- **Text segment**
__________
After the war years Filton again became home to No. 501 Squadron RAF, which was reformed in May 1946 as a Royal Auxiliary Air Force day-fighter squadron equipped with Spitfire XVI (LF)s. These were followed in 1948 by de Havilland Vampire F1s, and the FB5 from Spring 1951. 501 Squadron continued at Filton until it was disbanded in March 1957, when the remaining Royal Auxiliary Air Force flying units were stood down.

Filton was also once again home to the Bristol University Air Squadron as part of 62 Group. Initially flying de Havilland Tiger Moth T2s, these were replaced with de Havilland Canada DHC-1 Chipmunk T10 trainers; and also No. 3 Air Experience Flight RAFVR which was formed on 8 September 1958, also with de Havilland Chipmunk trainers.

Operating out of Filton from 1948 was No. 12 Reserve Flying School RAF (RFS) equipped with six de Havilland Tiger Moths for RAF Reserve Pilot training and (from 1949) initially two (later three) Avro Ansons for Navigator training. This school was operated under special contract to the Air Ministry by the Bristol Aeroplane Company as part of the Volunteer Reserve Pilot training scheme. This continued until March 1953 when No. 12 RFS closed.

In the 1950s and early '60s, Filton was designated as a V bomber dispersal base. During the Cuban Missile Crisis (October 1962) Avro Vulcan V bombers were at Filton and kept at 'immediate readiness' status with engines idling.

==After closure==

After closure of the RAF station, civilian use of the airfield continued as Filton Airport. The airfield is now closed and the last aircraft to operate from the site were the helicopters of the National Police Air Service and Great Western Air Ambulance Charity, which both moved to a nearby, purpose-built site at Almondsbury in October 2018. As of 2026, construction work is underway on redevelopment of the airfield as Brabazon, a new mixed-use residential neighbourhood.

In 2017, some of the former RAF buildings became home to Aerospace Bristol, an aerospace museum run by the Bristol Aero Collection Trust. A varied collection of exhibits is housed in the former RAF hangars (now grade II listed). The exhibition covers over 100 years of aviation history with emphasis on items relating to Filton, including Concorde 216, the final Concorde to be built and the last to fly, in a newly built structure.
__________
Quote the Filton text word for word, everything from "Filton was also" down to "12 RFS closed.". Rely solely on the Filton text, without drawing on outside knowledge.
__________
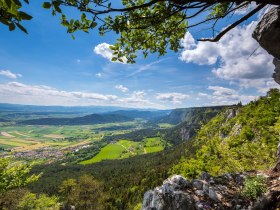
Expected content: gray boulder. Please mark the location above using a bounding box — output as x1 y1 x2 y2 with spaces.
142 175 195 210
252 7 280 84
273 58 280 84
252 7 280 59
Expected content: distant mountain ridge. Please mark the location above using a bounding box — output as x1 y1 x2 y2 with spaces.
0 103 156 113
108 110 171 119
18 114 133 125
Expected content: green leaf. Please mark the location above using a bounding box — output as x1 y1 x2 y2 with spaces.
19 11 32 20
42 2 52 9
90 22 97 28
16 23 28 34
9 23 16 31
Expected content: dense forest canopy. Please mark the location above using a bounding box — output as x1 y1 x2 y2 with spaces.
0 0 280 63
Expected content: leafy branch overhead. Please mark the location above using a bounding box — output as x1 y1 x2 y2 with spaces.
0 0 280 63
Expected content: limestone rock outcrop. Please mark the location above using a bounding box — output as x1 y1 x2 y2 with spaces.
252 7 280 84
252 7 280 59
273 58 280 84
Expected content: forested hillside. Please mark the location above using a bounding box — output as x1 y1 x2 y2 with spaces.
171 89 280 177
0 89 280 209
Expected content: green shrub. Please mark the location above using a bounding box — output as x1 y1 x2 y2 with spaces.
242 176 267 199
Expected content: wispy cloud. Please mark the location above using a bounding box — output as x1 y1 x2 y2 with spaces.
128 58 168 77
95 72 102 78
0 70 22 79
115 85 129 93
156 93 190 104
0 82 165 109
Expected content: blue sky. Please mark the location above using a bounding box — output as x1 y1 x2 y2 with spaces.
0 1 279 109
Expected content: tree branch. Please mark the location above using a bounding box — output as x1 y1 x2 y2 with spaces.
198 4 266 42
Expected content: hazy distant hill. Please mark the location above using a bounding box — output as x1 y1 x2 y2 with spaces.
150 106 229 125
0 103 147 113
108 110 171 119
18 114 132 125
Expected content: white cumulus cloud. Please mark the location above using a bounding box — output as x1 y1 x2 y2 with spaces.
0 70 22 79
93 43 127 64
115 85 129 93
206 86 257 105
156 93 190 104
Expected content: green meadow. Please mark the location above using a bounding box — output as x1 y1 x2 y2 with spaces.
__________
- **Reply to the task**
Filton was also once again home to the Bristol University Air Squadron as part of 62 Group. Initially flying de Havilland Tiger Moth T2s, these were replaced with de Havilland Canada DHC-1 Chipmunk T10 trainers; and also No. 3 Air Experience Flight RAFVR which was formed on 8 September 1958, also with de Havilland Chipmunk trainers.

Operating out of Filton from 1948 was No. 12 Reserve Flying School RAF (RFS) equipped with six de Havilland Tiger Moths for RAF Reserve Pilot training and (from 1949) initially two (later three) Avro Ansons for Navigator training. This school was operated under special contract to the Air Ministry by the Bristol Aeroplane Company as part of the Volunteer Reserve Pilot training scheme. This continued until March 1953 when No. 12 RFS closed.